* **Document text**:

§

Below is the list of some projects I am currently leading and working along side my collaborators.
I am also involved with colleagues as Co-Investigators in other projects on cattle and sheep health and welfare.
Automatic detection of activity and lameness
Funded by Innovate UK and BBSRC we are working alongside our Industry partner Intel to develop a novel system and algorithms for automatic detection of lameness in sheep and activity. Recently we got funding to explore this to develop system for monitoring activity in calves. Project "EL4L" (2016-2017), BBSRC TFP (2018-2019)
Project value : £242K; £20K
Lameness management and monitoring App
We are academic lead on project funded by Innovate UK , where we are working with Industry partners Dunbia and Farm Wizard to develop a novel hardware and software system for lameness data collection and feedback. We are trialing this technology on farms, the lameness app is available on google and itunes store. Project "SPILAMM" (2015-2019), Project value: £869K
Young-stock health and welfare
The Y-Ware project is developing an IoT (Internet of Things) based data collection solution, with sensors specifically developed for young-stock (14 weeks) and a Decision Dashboard backed up by comprehensive data analytics, driven by Vet science-informed algorithms, allowing Farmers, Vets, Retailers (and ultimately the consumer), with accurate Animal Health and Welfare assessments to reduce and eliminate the cause of the current losses.

§

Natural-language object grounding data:
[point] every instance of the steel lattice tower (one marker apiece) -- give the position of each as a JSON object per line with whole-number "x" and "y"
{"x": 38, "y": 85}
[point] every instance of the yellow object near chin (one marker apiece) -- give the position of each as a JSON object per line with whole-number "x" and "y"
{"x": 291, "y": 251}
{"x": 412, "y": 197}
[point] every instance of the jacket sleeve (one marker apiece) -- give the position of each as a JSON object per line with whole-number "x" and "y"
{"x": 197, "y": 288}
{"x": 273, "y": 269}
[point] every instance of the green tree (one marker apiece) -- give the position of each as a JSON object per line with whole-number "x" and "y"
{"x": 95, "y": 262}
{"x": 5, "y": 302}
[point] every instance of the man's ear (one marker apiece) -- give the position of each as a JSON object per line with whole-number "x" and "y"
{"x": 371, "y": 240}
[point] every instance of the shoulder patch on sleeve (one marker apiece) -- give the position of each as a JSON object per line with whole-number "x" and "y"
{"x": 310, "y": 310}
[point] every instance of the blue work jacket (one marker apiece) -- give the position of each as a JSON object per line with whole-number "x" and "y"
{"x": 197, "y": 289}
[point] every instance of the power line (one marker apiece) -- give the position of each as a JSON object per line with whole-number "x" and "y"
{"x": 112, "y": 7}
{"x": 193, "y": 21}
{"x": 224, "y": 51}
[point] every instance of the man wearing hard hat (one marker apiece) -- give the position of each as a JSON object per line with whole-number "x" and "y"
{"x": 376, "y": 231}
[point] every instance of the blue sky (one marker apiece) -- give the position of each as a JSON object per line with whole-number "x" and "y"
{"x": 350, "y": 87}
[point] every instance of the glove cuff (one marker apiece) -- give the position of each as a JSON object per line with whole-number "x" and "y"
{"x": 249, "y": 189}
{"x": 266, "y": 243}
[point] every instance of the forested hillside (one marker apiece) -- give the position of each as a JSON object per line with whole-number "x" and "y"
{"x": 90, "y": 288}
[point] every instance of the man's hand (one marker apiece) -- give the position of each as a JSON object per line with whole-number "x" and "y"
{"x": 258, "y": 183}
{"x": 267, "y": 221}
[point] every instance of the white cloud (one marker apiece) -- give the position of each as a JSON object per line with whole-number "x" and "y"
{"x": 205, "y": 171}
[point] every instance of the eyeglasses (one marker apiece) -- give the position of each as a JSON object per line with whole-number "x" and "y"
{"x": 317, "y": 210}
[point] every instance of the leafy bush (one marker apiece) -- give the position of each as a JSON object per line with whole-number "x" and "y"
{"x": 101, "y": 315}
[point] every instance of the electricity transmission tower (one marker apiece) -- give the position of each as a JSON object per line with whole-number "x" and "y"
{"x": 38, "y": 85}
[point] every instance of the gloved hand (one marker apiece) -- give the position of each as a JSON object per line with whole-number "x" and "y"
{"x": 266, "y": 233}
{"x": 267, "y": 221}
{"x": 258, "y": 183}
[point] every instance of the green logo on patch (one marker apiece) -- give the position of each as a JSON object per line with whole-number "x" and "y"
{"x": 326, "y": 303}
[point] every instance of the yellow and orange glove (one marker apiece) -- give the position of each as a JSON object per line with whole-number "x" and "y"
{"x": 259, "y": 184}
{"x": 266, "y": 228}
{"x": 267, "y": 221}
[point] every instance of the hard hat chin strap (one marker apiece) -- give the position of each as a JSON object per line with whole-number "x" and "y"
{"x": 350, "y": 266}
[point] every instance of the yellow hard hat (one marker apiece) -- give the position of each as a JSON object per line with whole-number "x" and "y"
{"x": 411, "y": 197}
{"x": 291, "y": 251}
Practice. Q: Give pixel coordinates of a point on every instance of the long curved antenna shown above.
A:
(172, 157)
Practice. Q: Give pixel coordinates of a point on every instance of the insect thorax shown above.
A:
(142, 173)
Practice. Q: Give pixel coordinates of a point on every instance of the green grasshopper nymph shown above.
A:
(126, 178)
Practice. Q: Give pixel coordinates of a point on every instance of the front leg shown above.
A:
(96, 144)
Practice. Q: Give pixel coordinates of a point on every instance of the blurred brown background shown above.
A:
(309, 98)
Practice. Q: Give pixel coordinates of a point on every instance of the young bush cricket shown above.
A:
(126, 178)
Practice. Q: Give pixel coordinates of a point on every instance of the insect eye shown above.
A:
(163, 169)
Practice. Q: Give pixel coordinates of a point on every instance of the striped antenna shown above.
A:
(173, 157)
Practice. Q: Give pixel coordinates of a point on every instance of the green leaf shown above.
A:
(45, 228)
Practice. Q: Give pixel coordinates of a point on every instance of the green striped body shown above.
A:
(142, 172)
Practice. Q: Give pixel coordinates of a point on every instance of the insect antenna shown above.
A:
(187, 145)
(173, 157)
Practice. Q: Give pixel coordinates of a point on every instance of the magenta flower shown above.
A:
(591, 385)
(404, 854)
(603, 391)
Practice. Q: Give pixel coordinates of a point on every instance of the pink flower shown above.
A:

§

* **The problem**:
Continue the page describing research projects on livestock health and welfare from the point where it stops.

* **Result of this exercise**:
This project addresses the Innovate UK priority area ‘increase yield, quality and sustainability in agriculture and food production’ by focusing on advanced and precision engineering, fighting antimicrobial resistance and individualised nutrition and healthcare for dairy and beef young-stock. We are leading data analytics on this project working alongside our industry partner BT and technology partner Prognostix. (2017-2020) Project value: £1.13M
Novel data fusion and machine learning approaches to Internet of things livestock data
An effective, automated precision monitoring solution would be of huge benefit for the early detection of disease in cattle, however, there are no algorithms for cattle health yet that have high predictive value for early disease detection.
We have teamed up with Industry partners Prognostix Ltd and British telecommunications and by using ‘big data’ gathered from multiple sensors on cow health, production and activity this BBSRC PhD (2018-2022) aims to explore following key questions:
1. What methods are best for data fusion (signal level fusion, feature level fusion or decision level fusion for predicting cattle health (disease events: (respiratory disease/diarrhoea/lameness/high somatic cell counts) and production (milk, weight gain) and what are penalties of those (with respect to performance and implementation?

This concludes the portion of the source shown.